§ **WORK TO BE COMPLETED**
Retype the data that follows line by line, exactly, and leave its pictures out.

=== MATERIAL FOR THIS TASK ===

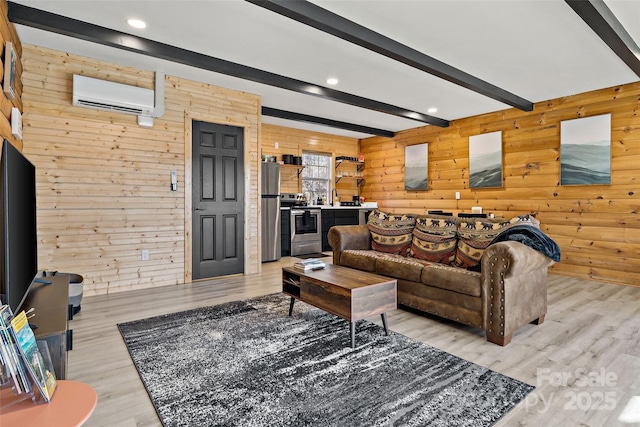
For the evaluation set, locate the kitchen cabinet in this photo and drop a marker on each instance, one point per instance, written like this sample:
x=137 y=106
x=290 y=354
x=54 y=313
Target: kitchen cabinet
x=336 y=216
x=285 y=232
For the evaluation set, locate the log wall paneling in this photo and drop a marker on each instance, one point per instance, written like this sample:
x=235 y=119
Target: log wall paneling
x=103 y=181
x=597 y=227
x=8 y=34
x=296 y=141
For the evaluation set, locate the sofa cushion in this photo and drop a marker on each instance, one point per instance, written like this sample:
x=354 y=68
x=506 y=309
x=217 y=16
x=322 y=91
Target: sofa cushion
x=434 y=239
x=452 y=279
x=400 y=267
x=360 y=259
x=475 y=234
x=391 y=233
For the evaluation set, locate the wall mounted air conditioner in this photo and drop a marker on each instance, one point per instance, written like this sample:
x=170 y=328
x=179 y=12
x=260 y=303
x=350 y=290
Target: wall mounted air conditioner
x=110 y=96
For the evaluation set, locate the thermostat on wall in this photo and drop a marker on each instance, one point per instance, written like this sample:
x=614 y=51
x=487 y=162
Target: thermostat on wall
x=16 y=123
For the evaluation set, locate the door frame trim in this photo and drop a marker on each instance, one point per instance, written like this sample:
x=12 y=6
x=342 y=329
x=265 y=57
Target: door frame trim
x=189 y=117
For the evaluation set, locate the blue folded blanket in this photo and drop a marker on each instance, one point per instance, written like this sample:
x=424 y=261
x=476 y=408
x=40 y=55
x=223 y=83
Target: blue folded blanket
x=532 y=237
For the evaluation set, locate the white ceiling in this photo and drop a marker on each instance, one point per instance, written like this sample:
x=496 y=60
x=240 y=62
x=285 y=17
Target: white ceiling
x=536 y=49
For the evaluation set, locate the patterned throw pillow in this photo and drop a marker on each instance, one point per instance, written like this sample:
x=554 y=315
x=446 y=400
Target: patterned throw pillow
x=434 y=239
x=475 y=234
x=391 y=233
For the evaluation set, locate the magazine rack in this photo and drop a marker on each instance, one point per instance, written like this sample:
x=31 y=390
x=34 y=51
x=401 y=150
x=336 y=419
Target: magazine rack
x=12 y=393
x=72 y=404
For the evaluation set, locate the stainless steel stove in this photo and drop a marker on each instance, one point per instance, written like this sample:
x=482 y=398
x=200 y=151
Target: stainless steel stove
x=306 y=224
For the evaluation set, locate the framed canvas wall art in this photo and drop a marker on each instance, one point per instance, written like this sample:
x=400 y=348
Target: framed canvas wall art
x=485 y=160
x=585 y=151
x=416 y=167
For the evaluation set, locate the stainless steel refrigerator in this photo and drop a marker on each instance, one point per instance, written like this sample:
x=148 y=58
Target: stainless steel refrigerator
x=270 y=211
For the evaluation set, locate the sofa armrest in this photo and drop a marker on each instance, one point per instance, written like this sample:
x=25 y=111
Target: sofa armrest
x=520 y=258
x=514 y=288
x=343 y=237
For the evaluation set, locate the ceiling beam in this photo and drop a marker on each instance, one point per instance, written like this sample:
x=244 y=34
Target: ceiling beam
x=43 y=20
x=289 y=115
x=329 y=22
x=604 y=23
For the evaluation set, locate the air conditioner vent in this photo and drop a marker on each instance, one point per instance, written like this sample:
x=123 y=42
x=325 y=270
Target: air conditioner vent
x=110 y=96
x=103 y=106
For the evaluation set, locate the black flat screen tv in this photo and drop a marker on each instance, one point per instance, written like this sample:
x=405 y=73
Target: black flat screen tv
x=19 y=256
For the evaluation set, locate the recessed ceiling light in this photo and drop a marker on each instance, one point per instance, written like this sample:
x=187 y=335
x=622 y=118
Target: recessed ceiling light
x=137 y=23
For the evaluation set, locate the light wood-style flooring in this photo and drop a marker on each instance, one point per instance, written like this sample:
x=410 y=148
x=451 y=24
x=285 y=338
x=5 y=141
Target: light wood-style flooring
x=584 y=359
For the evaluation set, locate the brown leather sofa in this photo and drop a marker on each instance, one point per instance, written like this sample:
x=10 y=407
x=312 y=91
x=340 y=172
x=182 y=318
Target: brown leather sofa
x=509 y=291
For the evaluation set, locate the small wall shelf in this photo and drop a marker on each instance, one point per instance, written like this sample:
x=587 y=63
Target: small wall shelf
x=359 y=165
x=359 y=179
x=298 y=167
x=351 y=168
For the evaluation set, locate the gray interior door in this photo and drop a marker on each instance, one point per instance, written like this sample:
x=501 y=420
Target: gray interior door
x=218 y=200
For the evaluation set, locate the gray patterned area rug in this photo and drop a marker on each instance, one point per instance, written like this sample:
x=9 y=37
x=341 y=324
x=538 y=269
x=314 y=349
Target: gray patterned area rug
x=247 y=363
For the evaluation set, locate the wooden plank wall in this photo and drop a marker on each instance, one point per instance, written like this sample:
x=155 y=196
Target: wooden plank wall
x=8 y=34
x=103 y=181
x=295 y=141
x=597 y=227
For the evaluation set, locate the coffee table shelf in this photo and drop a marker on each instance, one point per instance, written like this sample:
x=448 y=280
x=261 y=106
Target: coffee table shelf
x=344 y=292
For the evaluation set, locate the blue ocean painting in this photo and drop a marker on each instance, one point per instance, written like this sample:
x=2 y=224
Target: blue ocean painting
x=582 y=164
x=585 y=151
x=416 y=161
x=485 y=160
x=486 y=170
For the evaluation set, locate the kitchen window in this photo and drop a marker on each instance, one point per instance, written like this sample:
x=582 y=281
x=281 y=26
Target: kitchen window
x=316 y=176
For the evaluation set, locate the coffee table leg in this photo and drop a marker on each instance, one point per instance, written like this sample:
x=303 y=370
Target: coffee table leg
x=291 y=306
x=384 y=323
x=352 y=329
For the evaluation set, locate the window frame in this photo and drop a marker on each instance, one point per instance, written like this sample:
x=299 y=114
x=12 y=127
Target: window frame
x=312 y=194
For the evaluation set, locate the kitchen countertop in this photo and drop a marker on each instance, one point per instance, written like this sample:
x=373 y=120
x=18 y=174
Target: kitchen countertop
x=331 y=207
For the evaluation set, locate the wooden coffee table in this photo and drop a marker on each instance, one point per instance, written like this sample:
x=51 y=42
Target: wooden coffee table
x=347 y=293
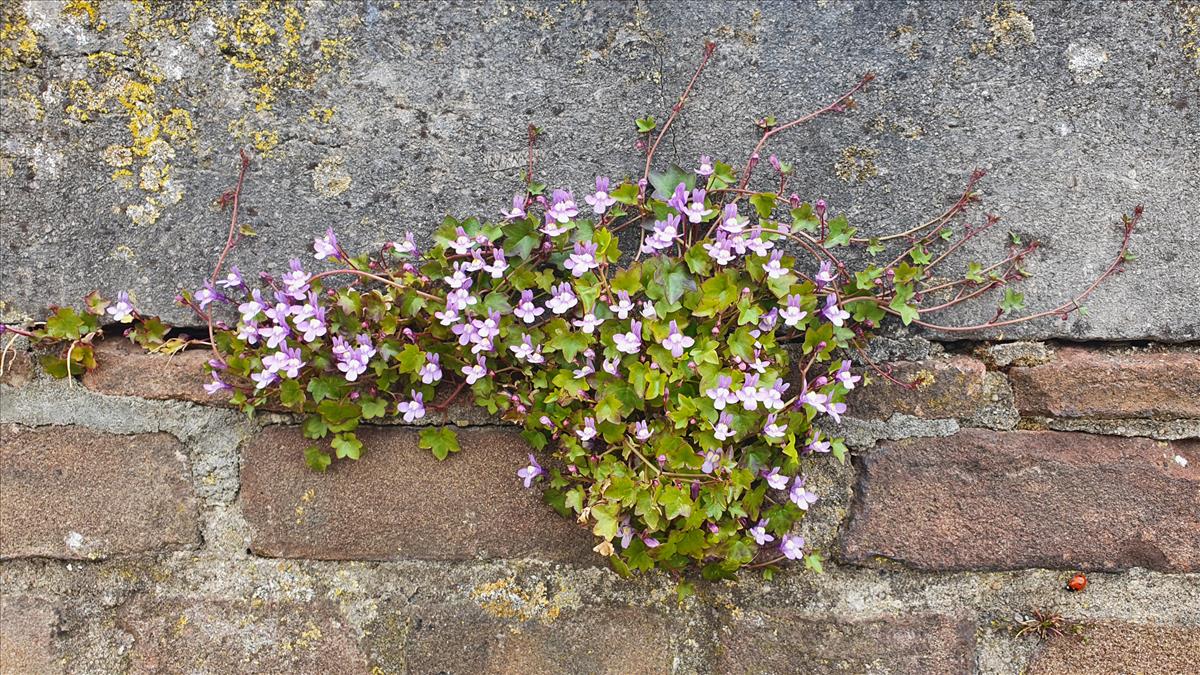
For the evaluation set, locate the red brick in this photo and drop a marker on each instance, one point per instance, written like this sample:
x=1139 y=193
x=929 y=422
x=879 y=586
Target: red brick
x=948 y=387
x=72 y=493
x=988 y=500
x=27 y=635
x=784 y=641
x=207 y=635
x=1119 y=649
x=399 y=502
x=467 y=639
x=1110 y=386
x=123 y=369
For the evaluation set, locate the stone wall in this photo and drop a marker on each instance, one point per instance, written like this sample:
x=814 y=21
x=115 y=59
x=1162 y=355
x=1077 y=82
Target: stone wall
x=143 y=526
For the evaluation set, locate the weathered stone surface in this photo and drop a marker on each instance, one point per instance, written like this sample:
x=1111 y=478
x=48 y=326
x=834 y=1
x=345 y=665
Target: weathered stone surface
x=984 y=500
x=1110 y=384
x=947 y=387
x=123 y=369
x=207 y=635
x=400 y=502
x=72 y=493
x=27 y=635
x=468 y=639
x=405 y=114
x=779 y=641
x=1109 y=647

===

§ **EXPECTED OUTPUT**
For the evaluation set, locate the kitchen cabinet in this photo and drop a marker on each instance, one point per instance, written like this sample:
x=137 y=106
x=290 y=354
x=54 y=313
Target: kitchen cabinet
x=336 y=216
x=285 y=232
For the evaluation set, locate the log wall paneling in this photo and drop a marker on each instance, one point per instance, written like this sample:
x=235 y=119
Target: log wall paneling
x=103 y=181
x=597 y=227
x=8 y=34
x=296 y=141
For the evaluation set, locate the sofa cushion in this photo and drop a marker on each instance, one point per instance, written like this sample:
x=354 y=68
x=506 y=309
x=217 y=16
x=322 y=91
Target: sofa cushion
x=434 y=239
x=452 y=279
x=400 y=267
x=360 y=259
x=475 y=234
x=391 y=233
For the evaluation set, locate the wall mounted air conditioner in this photo and drop a marker on each instance, one point per instance, written like this sample:
x=170 y=328
x=179 y=12
x=260 y=303
x=350 y=290
Target: wall mounted air conditioner
x=110 y=96
For the evaluation set, locate the thermostat on wall in this photo and drop a marker on each instance, one point per instance, written like this sample:
x=614 y=51
x=487 y=162
Target: thermostat on wall
x=16 y=123
For the evaluation set, locate the door frame trim in this photo and drop a marker on each instance, one point per instance, written like this sample:
x=12 y=6
x=342 y=329
x=265 y=57
Target: door frame trim
x=189 y=117
For the evaluation set, locate the blue folded blanket in this photo and drop a marker on each instance, one point per instance, written like this sample:
x=424 y=261
x=476 y=408
x=40 y=55
x=223 y=83
Target: blue folded blanket
x=532 y=237
For the evaluation set, locate the white ceiling in this photo and drop a marker on each instance, one point per instance, written like this sample:
x=496 y=60
x=240 y=62
x=285 y=17
Target: white ceiling
x=536 y=49
For the evaluation set, locate the patterned throw pillow in this photo and drop a marker on each instance, one point per instance, written like this sample:
x=554 y=315
x=446 y=400
Target: patterned throw pillow
x=434 y=239
x=475 y=234
x=391 y=233
For the evaluation set, locate the magazine rack in this photo and drop a marker on each instance, one point per instance, written like this sample:
x=31 y=390
x=34 y=51
x=401 y=150
x=336 y=419
Target: magazine rack
x=12 y=393
x=72 y=404
For the evaluation set, locate the stainless steel stove in this photo and drop a marker on each instance, one point per instance, written like this sample:
x=482 y=398
x=200 y=151
Target: stainless steel stove
x=306 y=224
For the evaluation set, locate the framed canvas wall art in this photo and drop a marker on each instance, one point per instance, written like this sample:
x=400 y=348
Target: framed canvas wall art
x=485 y=160
x=585 y=151
x=416 y=167
For the evaluation set, locate the stainless steel refrigerator in this photo and drop a marker on each instance, one point per instance, written like this sample:
x=148 y=58
Target: stainless steel refrigerator
x=270 y=211
For the evaluation set, locate the sofa armrest in this photo and drop a marker on each instance, one point per instance, written like this sample:
x=25 y=111
Target: sofa armrest
x=520 y=258
x=514 y=288
x=343 y=237
For the evaluation set, locate the ceiling beam in this photo and drop a marker on each instance, one point per instance, written like this sample:
x=244 y=34
Target: ceiling beam
x=43 y=20
x=289 y=115
x=329 y=22
x=604 y=23
For the evaluation set, locate the air conditioner vent in this photo and drop a marker on each instance, one point per instance, written like this sample:
x=123 y=42
x=325 y=270
Target: air conditioner vent
x=110 y=96
x=103 y=106
For the evaluation set, locate the black flat screen tv in this photo and drop a marker on each instance, one point per instance, written like this sample:
x=405 y=73
Target: black flat screen tv
x=19 y=256
For the evaluation set, locate the recessed ceiling light in this photo and drop a marker on each instance, one point per instance, written like this sample:
x=187 y=335
x=622 y=118
Target: recessed ceiling light
x=137 y=23
For the evaluation set, locate the light wood-style flooring in this photo and drop a marker on each instance, one point per instance, written like this sample:
x=410 y=148
x=451 y=24
x=285 y=338
x=5 y=141
Target: light wood-style flooring
x=584 y=359
For the evaluation set, locate the brown leather sofa in this photo and drop a marker on each instance, one point per instance, written like this sample:
x=10 y=407
x=312 y=91
x=340 y=172
x=182 y=318
Target: brown leather sofa
x=509 y=291
For the evaluation set, locate the small wall shelf in this photo and drop a marker on each instance, one point per instance, written like this sample:
x=587 y=63
Target: small wall shelf
x=359 y=165
x=359 y=179
x=298 y=167
x=351 y=168
For the evaluation set, locate the gray interior door in this photo and drop a marker on each instance, one point per instance, written like this sample:
x=501 y=420
Target: gray interior door
x=218 y=200
For the evaluation set, locate the gray patterned area rug in this photo and drop a marker on each instance, one point per instance, written like this sample:
x=9 y=37
x=341 y=324
x=538 y=269
x=314 y=349
Target: gray patterned area rug
x=247 y=363
For the evaluation set, locate the wooden plank wall in this photo and drop a marker on each instance, one point per instance, written like this sample:
x=155 y=196
Target: wooden plank wall
x=8 y=34
x=103 y=181
x=295 y=141
x=597 y=227
For the evaluation set, locate the coffee table shelf in this photo and drop a marker on each instance, one point per instance, written like this sample:
x=448 y=280
x=261 y=106
Target: coffee table shelf
x=344 y=292
For the evaluation set, locate the blue ocean painting in this photo and drop a marker on each instance, one point per instance, written like this sample:
x=2 y=224
Target: blue ocean painting
x=582 y=164
x=585 y=151
x=416 y=161
x=485 y=160
x=486 y=170
For the evaluation set, locate the kitchen window in this photo and drop a marker on each instance, one point per instance, written like this sample:
x=582 y=281
x=281 y=26
Target: kitchen window
x=316 y=176
For the evaluation set, locate the coffee table leg in this photo and drop a marker on each instance, one point per instance, written like this sample:
x=303 y=370
Target: coffee table leg
x=291 y=306
x=384 y=323
x=352 y=329
For the evaluation set, locate the window frame in this photo and drop a marker on each instance, one point per instance, written like this sample:
x=299 y=114
x=12 y=127
Target: window frame
x=312 y=194
For the evaluation set, locate the kitchen countertop in this photo and drop a marker on each instance, one point per instance, written like this sample:
x=373 y=120
x=18 y=174
Target: kitchen countertop
x=331 y=207
For the evaluation set, locate the wooden coffee table in this photo and drop a marker on each instance, one point per instance, written like this sample:
x=51 y=42
Target: wooden coffee table
x=347 y=293
For the evaluation set, locate the red brick in this photo and drop a marker on each instance, one point per instance, written like this sample:
x=1139 y=193
x=929 y=422
x=879 y=586
Target: red brick
x=948 y=387
x=72 y=493
x=988 y=500
x=27 y=635
x=784 y=641
x=207 y=635
x=1119 y=649
x=399 y=502
x=467 y=639
x=1110 y=386
x=123 y=369
For the evaluation set, locate the stone wall in this photo and drop a marker on each instance, one point per instance, written like this sample:
x=814 y=21
x=115 y=59
x=1162 y=355
x=1077 y=82
Target: stone wall
x=143 y=526
For the evaluation set, locate the weathered stone surface in this photo and drop a marker on each instance, one point per instance, written like this sample:
x=1111 y=478
x=48 y=326
x=834 y=1
x=345 y=665
Target: weathered stone surface
x=984 y=500
x=1110 y=384
x=947 y=387
x=123 y=369
x=207 y=635
x=400 y=502
x=72 y=493
x=27 y=635
x=468 y=639
x=405 y=114
x=779 y=641
x=1109 y=647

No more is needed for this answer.